> **WRITTEN PROBLEM 1**
How would you render this sentence from the passage on Civil War memory in Spanish: "The Civil War is the American Iliad, as essential as the Revolution to an understanding of how the country became itself."
> **WRITTEN PROBLEM 2**
Can you pick up the passage on Civil War memory after its final sentence and keep it going?

But in our haste to retire symbolic tributes to the Lost Cause are we running the risk of silencing the Civil War?  It would be a travesty if such was the case.  The Civil War is the American Iliad, as essential as the Revolution to an understanding of how the country became itself.  It was when the United States experienced a new birth of freedom, when the frontiers of citizenship were expanded, and the country finally made up its mind that it was a unum rather than a pluribus.

Moreover, as David Blight has reminded us, before the subject of slavery and emancipation got sacrificed on the altar of sectional reconciliation in the waning years of the nineteenth century, the Civil War was chiefly remembered as an emancipationist narrative, not a paean to the Lost Cause.  So, we should be leaning into this memory rather than shying from it—now more than ever.[2]

It is not the place of historians to dictate who deserves memorialization in the public square.  That’s a decision best left to the democratic process where communities and elected officials make such determinations.  All we can do is suggest deserving candidates.  They are not hard to locate, not even in the old Confederacy.

> **LISTED ENTRIES**
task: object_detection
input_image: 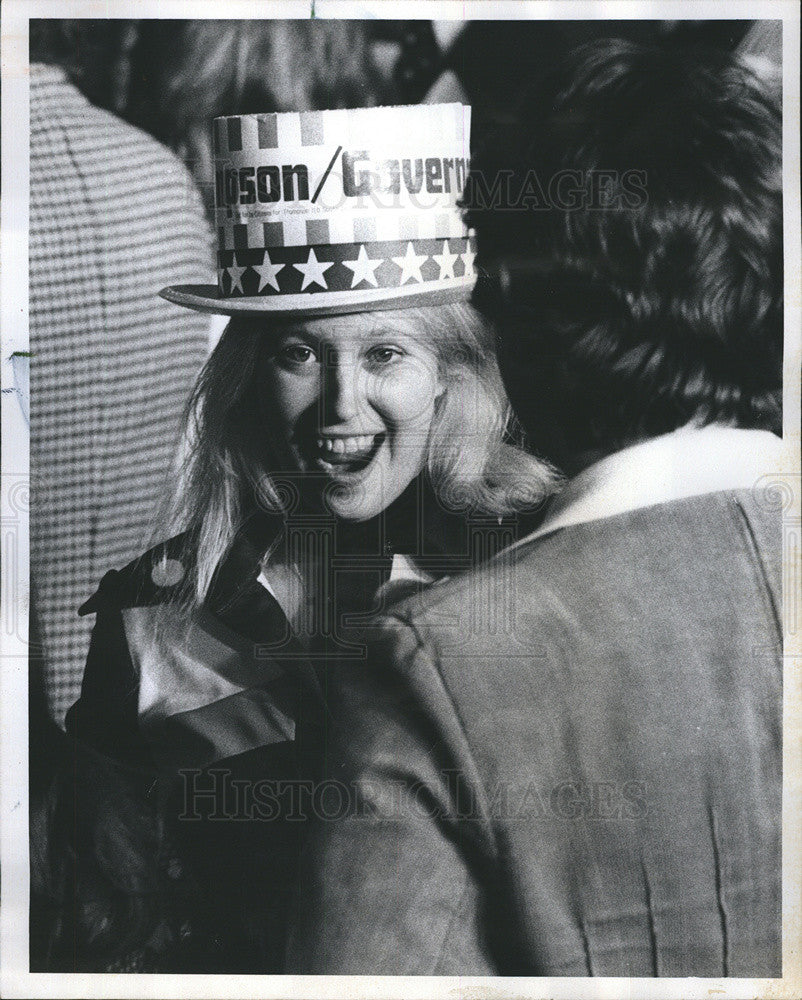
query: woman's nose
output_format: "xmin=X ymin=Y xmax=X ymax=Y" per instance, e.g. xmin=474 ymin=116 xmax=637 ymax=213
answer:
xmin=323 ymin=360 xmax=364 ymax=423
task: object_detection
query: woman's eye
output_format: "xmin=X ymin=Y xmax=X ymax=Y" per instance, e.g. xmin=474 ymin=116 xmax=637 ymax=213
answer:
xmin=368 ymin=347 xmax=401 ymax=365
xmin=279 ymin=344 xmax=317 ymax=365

> **FINAL ANSWER 1**
La Guerra Civil es la Ilíada estadounidense, tan esencial como la Revolución para comprender cómo el país llegó a ser lo que es.

> **FINAL ANSWER 2**
But, for my money, André Cailloux, a Black captain of infantry in the U. S. Army, belongs at the head of the class.  He was killed on May 27, 1863, leading a foredoomed assault against impregnable Confederate works at Port Hudson, Louisiana, just upriver from Baton Rouge.

There was a time when Cailloux was nationally hailed and locally canonized.   His New Orleans funeral had the feel of a massive civil rights protest, perhaps the largest the country had ever seen to that point in time, according to his biographer Stephen J. Ochs.  For more than a mile, on a sweltering day in late July 1863, Black New Orleanians thronged Esplanade Avenue under a cloudless sky to witness the funeral cortege carrying Cailloux’s remains to the Bienville Street cemetery.  Over thirty Black mutual aid societies joined the procession.[3]

Outdoor funeral procession
“Funeral of the Late Captain Cailloux, First Louisiana Volunteers (Colored),” Harper’s Weekly, August 29, 1863, 549.

In the words of Ochs, it was a heartfelt tribute to the “first black warrior-hero in the Civil War.”  Cailloux could lay claim to other important firsts:  in September 1862, his commission as one of the first Black officers in the history of the United States Army. But it was his outsize role in the first significant battle in which Black soldiers went on the offensive that truly sets him apart.   It is what makes him not just a Black hero, but an American hero, indeed, a saved-the-country hero and thus worthy of the highest honor accorded members of the armed forces, then and now.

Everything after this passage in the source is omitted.